## 本文
↓

タリバン政権崩壊後、初のアフガニスタン映画として話題の『アフガン零年』。日本のNHKの資金援助と隣国イランの映画人の人的資材的援助の下、セディク・バルマク監督が撮り上げたこの映画は、昨年のカンヌ映画祭では新人監督に与えられるカメラドール特別賞・CICAE賞・ジュニア審査員最優秀作品賞を受賞し、また先ごろ発表された第61回ゴールデンブローブ賞でも外国語映画賞を受賞した。
 父も叔父も内戦で死に、少女の家には祖母と母だけが残っている。女性だけの外出が禁じられたタリバン政権下では、女3人家族に生きていく術はない。そこで、少女は髪を切って少年に化け、亡父に恩義を感じている商店主の下で働き始めるのだが、少女は他の少年たちとともにタリバンの学校に収容されてしまう。
 蒼いブルカに身を包んだ女たちのデモ隊、暗闇のなかにうっすらと浮かび上がる一家の暮らしなど、その力強くも艶やかな映像は、本作が話題性だけではなく映画としていかに優れた作品かを実証している。いったいどんな人物がこの作品を作り上げたのか、興味を抱く人は少なくないだろう。
 昨年末のNHKアジア・フィルム・フェスティバル、それに続く一般公開に向けて、バルマク監督は極東の地・日本を訪れた。本サイトは、幸運にも話題の人・バルマク監督の共同インタビューに参加することができた。監督は、希望を感じさせる虹がラストシーンから消えた理由、自身の作劇法や難民体験、そしてアフガニスタン映画の今日の希望について語ってくださった。約1時間にわたったインタビューからお届けしよう。

↑

## 課題
上の『アフガン零年』の紹介文を、最後の文の後から引き継いで書き進めてもらえますか？

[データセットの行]
↓

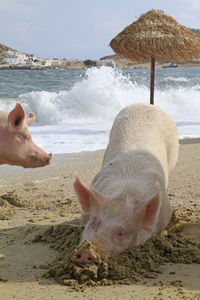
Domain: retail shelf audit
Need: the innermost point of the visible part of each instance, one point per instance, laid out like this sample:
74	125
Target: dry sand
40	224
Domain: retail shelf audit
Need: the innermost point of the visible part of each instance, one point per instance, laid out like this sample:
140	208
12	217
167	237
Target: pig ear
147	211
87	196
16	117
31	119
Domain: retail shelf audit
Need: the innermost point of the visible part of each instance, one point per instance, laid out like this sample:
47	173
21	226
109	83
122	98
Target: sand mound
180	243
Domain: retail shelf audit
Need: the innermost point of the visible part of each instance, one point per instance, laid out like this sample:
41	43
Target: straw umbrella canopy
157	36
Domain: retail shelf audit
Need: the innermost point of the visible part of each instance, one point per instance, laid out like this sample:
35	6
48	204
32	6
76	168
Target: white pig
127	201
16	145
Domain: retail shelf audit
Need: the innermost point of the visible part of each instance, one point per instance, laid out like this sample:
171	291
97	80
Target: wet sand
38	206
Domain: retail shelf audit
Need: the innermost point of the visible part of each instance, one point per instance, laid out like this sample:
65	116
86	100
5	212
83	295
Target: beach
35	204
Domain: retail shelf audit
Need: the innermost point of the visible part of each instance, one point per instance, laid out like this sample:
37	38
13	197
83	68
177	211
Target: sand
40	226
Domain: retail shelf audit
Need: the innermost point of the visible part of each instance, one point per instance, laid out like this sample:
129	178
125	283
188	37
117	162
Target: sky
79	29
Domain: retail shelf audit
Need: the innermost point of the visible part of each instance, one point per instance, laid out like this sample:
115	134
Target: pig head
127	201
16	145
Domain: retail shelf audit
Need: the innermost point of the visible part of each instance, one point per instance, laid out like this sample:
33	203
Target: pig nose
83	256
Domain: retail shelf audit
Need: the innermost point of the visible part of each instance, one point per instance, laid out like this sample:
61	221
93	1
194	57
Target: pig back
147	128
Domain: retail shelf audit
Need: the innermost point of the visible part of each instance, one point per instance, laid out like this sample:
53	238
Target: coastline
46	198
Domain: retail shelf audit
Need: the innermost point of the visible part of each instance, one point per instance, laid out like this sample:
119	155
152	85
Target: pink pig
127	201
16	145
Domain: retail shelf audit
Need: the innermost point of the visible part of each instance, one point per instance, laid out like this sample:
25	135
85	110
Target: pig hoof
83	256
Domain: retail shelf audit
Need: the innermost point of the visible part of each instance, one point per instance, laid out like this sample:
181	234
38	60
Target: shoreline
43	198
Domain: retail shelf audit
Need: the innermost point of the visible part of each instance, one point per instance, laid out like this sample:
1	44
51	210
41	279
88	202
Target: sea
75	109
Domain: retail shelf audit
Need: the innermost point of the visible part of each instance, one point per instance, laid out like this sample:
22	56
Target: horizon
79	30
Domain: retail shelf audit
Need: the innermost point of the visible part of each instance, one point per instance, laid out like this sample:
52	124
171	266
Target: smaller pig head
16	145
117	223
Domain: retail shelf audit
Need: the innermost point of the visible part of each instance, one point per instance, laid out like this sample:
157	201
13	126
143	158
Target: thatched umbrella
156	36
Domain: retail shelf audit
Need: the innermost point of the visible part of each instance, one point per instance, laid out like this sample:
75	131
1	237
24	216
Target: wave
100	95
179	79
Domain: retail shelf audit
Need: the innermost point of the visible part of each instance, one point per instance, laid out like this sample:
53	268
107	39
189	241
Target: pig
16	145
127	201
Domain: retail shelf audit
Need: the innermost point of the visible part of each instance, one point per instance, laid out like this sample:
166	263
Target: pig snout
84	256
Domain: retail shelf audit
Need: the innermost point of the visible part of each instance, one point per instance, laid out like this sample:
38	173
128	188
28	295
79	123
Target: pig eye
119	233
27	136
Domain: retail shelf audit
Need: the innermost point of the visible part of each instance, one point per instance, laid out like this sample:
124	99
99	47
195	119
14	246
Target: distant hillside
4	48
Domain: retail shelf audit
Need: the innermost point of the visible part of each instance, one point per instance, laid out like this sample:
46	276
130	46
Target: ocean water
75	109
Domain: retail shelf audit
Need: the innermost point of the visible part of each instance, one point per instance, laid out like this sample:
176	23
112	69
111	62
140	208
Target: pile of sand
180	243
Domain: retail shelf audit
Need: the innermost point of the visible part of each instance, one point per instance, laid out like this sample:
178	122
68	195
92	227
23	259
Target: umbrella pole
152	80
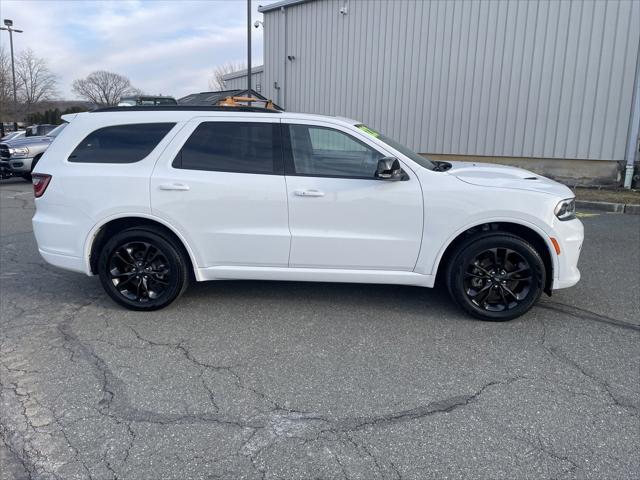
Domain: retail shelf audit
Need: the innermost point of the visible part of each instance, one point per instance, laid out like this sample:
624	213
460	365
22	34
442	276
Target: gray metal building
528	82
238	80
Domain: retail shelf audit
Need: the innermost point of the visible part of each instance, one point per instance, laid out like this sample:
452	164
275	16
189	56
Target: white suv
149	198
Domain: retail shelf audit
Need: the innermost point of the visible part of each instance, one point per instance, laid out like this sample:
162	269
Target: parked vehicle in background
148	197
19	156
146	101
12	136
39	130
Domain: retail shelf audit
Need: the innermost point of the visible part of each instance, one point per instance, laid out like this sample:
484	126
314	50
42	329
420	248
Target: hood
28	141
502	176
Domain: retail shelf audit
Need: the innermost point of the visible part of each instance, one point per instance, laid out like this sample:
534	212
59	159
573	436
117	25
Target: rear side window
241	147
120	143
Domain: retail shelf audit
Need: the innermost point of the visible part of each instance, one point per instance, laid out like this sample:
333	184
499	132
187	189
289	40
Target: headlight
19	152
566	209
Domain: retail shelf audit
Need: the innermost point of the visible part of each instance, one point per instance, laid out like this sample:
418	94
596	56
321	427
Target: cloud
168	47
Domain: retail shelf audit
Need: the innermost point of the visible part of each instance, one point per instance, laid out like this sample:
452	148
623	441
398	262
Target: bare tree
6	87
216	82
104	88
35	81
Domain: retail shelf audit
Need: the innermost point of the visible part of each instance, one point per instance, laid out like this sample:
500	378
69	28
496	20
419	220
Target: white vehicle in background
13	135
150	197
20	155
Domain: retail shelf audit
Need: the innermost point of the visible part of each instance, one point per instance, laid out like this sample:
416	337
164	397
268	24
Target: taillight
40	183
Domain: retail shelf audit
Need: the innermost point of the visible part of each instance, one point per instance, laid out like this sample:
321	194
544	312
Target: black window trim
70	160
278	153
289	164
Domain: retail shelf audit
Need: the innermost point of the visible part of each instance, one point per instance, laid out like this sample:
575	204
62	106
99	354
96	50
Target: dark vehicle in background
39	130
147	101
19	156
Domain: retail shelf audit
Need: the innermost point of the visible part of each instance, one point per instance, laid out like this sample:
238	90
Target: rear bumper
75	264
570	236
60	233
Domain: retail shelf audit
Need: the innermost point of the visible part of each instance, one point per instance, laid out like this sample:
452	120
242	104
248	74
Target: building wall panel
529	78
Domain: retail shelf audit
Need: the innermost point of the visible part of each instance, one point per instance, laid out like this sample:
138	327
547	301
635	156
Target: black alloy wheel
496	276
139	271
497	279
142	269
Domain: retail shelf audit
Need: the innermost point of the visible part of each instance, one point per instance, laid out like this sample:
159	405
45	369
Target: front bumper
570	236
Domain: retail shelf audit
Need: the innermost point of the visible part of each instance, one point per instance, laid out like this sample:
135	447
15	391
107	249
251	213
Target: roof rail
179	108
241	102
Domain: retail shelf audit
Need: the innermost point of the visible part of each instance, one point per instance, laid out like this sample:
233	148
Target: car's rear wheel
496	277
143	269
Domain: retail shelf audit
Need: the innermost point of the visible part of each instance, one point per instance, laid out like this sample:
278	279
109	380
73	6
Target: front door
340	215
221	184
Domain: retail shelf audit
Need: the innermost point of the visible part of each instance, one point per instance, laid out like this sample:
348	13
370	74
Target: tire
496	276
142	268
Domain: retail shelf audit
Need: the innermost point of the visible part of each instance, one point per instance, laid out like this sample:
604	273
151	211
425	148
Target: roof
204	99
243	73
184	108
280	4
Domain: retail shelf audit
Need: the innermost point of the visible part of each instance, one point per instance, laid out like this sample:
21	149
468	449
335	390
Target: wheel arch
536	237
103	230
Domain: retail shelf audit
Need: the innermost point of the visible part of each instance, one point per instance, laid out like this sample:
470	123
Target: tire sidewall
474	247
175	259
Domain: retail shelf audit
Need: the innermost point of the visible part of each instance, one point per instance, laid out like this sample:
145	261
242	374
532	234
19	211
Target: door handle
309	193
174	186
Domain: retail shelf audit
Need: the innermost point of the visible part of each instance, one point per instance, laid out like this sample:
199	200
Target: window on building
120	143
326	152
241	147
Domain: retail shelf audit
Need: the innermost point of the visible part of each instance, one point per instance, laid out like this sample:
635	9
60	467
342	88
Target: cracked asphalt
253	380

↑
↓

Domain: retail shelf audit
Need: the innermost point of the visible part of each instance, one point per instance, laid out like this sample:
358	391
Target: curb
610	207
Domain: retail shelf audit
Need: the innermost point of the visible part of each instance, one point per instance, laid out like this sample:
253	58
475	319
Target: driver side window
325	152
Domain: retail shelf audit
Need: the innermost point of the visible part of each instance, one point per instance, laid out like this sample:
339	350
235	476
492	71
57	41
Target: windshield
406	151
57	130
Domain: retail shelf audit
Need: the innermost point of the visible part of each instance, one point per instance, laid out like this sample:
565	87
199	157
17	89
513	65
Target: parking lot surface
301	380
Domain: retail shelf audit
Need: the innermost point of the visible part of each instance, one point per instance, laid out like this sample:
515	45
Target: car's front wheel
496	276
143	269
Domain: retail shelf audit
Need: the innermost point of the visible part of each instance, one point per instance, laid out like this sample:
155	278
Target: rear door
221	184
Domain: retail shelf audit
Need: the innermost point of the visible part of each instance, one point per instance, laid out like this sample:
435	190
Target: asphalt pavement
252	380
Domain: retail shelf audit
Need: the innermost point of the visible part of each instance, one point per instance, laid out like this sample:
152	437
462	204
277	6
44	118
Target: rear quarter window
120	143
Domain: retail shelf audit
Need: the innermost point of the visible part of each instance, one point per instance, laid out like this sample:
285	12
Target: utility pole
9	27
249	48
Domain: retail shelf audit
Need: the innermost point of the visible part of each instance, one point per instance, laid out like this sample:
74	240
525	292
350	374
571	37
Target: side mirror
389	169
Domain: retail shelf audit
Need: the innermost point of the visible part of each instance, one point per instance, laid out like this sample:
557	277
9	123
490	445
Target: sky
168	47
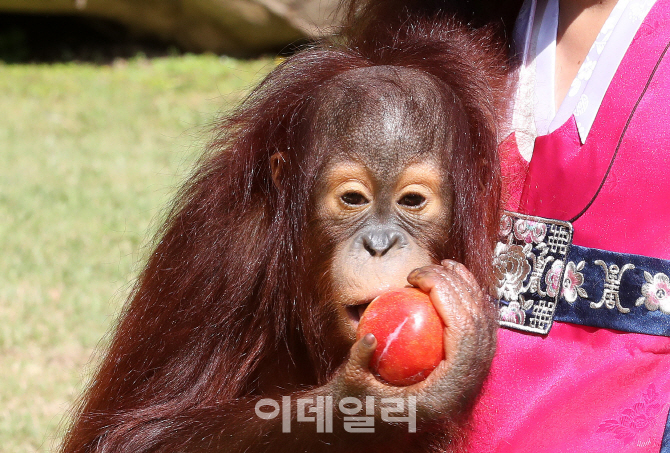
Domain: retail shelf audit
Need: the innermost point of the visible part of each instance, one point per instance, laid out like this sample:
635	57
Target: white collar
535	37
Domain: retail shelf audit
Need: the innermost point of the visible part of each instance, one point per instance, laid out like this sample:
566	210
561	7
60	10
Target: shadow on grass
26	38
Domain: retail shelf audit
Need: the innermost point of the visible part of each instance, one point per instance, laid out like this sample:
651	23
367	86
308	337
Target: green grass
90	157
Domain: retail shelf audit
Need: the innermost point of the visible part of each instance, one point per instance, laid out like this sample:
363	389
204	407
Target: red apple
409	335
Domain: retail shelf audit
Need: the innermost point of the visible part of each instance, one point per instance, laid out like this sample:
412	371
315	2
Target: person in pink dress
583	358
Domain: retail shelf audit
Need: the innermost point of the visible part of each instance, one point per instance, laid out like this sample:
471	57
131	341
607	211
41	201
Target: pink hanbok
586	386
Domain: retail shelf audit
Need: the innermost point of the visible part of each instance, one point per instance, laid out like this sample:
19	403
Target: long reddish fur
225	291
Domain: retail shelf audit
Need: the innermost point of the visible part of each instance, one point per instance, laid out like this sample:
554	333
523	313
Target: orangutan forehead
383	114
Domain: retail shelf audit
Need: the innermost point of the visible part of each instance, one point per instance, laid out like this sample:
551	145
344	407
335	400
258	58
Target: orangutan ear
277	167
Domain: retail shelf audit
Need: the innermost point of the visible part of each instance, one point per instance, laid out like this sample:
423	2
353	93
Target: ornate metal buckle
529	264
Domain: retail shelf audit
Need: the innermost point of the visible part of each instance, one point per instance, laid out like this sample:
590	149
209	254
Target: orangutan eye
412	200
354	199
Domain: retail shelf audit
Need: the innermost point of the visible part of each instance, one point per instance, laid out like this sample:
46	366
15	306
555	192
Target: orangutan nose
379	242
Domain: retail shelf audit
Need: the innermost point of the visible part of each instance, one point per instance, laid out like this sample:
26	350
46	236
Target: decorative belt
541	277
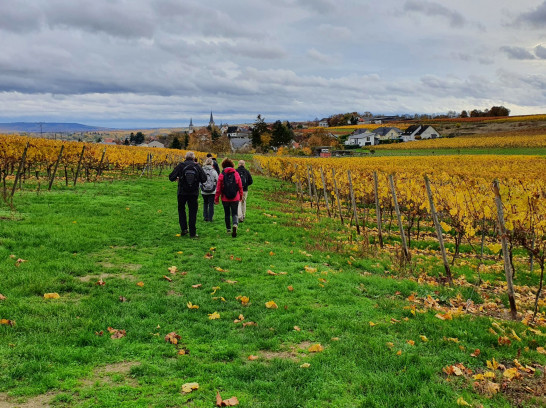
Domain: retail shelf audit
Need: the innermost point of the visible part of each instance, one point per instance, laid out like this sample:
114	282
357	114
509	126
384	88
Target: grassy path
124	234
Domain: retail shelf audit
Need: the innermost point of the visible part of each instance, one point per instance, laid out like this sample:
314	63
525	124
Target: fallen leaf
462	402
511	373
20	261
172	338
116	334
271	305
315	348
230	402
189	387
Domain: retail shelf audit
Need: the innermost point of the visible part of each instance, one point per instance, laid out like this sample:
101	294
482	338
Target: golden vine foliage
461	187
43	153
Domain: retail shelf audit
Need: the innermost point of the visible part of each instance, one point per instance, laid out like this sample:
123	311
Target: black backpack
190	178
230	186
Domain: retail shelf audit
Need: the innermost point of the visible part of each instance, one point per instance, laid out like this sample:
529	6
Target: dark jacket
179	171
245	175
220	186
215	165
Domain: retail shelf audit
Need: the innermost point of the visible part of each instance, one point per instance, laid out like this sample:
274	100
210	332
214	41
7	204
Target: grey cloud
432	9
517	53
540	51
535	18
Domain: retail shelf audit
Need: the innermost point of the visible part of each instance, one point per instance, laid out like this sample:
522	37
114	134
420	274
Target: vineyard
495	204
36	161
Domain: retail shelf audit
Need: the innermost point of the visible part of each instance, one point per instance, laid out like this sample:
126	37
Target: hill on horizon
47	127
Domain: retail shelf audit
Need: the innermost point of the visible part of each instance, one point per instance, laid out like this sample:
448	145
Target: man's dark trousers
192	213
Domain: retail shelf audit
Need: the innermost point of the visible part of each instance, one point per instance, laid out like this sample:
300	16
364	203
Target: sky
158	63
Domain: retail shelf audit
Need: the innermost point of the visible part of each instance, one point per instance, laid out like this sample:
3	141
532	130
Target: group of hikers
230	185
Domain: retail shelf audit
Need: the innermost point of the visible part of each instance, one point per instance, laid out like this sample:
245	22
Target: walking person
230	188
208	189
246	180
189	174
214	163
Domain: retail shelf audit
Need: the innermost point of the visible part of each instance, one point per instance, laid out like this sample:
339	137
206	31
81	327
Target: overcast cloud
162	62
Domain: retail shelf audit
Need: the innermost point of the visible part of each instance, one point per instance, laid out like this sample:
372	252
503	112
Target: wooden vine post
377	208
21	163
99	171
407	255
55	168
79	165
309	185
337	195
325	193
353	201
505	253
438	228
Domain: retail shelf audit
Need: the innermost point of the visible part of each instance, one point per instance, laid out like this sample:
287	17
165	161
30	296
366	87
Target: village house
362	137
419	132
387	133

↑
↓

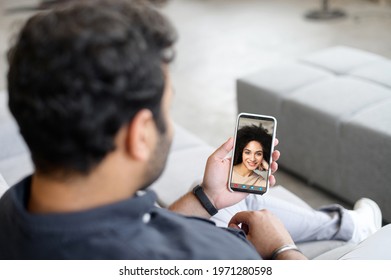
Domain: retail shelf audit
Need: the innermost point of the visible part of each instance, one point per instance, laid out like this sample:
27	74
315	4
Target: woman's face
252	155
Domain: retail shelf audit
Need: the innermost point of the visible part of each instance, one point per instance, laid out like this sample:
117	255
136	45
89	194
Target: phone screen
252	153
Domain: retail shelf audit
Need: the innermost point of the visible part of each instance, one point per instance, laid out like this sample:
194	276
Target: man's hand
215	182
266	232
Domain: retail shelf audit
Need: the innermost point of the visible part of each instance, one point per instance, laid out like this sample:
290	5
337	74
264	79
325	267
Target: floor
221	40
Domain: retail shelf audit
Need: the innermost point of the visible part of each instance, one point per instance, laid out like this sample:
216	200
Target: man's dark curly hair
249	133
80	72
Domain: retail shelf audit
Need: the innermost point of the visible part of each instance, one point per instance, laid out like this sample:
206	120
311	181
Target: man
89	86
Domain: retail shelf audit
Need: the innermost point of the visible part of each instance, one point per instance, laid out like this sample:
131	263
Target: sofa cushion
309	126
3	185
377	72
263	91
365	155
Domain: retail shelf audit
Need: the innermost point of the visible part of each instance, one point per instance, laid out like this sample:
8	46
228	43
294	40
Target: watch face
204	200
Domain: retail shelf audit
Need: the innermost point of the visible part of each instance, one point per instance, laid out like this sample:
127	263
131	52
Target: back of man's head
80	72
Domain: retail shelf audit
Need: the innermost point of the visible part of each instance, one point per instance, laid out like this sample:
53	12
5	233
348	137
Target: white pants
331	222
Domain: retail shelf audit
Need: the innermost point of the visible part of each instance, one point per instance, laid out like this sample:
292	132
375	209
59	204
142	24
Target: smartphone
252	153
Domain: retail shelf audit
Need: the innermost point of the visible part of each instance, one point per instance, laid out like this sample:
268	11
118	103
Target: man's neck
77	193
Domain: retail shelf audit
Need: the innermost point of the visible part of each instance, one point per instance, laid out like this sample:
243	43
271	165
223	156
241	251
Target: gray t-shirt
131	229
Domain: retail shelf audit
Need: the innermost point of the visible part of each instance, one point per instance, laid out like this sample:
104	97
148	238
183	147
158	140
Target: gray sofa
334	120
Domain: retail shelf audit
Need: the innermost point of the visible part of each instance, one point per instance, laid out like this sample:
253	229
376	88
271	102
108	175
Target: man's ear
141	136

↑

## 解答
$blue ●第5回NHKアジア・フィルム・フェスティバル(2003年12月13〜21日)にて上映

●2004年3月13日より東京都写真美術館にてロードショー$




——ゴールデングローブ賞にノミネートされていますが、アメリカの賞を受けられることについてどう思われますか?(注:取材時はまだノミネート段階。その後、見事受賞した)
「アフガン映画にとってはいい機会ですし、アメリカ人も少しアフガンの痛みを見て感じればいいなと思っています。ですが、自分自身にはあまり感動はないですね。次の作品のことを考えたい。過去は過ぎたことで、思い出すべきだとは思いますけど、前向きにこれからやることを考えなければいけないでしょう」
——さて、ヒロインを演じたマリナさんは、たぶん生まれて初めての撮影で最後には堂々たる演技を見せました。彼女は撮影中、どのように変わっていったのでしょうか?
「彼女にはストーリーを教えず、映画の撮り方も何をカメラの前で演じるかも説明していません。彼女の新鮮なリアクションを撮りたかったので、説明する必要はなかったのです。彼女は、映画もテレビも見たことがなく、映像とはまったく別の世界で生活してきました。だから、私たちの機材など知らないものが多く、最初のうちは恐怖感を持っていました。私たちは、物語の順番に従って撮っていまして、彼女の持つ恐怖感はとても大切なものでした。撮影を進めるに従って彼女も少しずつ慣れてきて、最後のほうになると堂々と演技をしていましたね」
——マリナさんは映画を見て何かおっしゃいましたか?
「冒頭から終わりまでずっと泣いていました」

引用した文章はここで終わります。